***** Given entries

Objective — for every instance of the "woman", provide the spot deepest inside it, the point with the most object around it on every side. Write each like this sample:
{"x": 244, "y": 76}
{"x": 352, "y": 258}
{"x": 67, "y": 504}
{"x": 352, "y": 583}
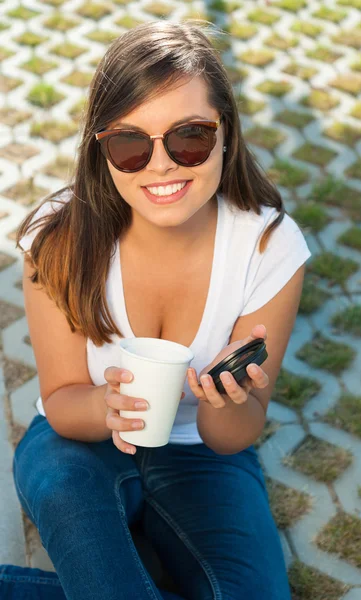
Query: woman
{"x": 171, "y": 230}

**********

**Stated goal:** Format all of the material above as a numbered list with one line per entry. Omit blank lines and leave out the pictures.

**The solution:**
1. Objective — for every instance of the "woman", provide the spot deepest inside it, the point with the most object around it on every side. Write each like this sample:
2. {"x": 244, "y": 76}
3. {"x": 352, "y": 258}
4. {"x": 67, "y": 504}
5. {"x": 352, "y": 583}
6. Query: woman
7. {"x": 171, "y": 230}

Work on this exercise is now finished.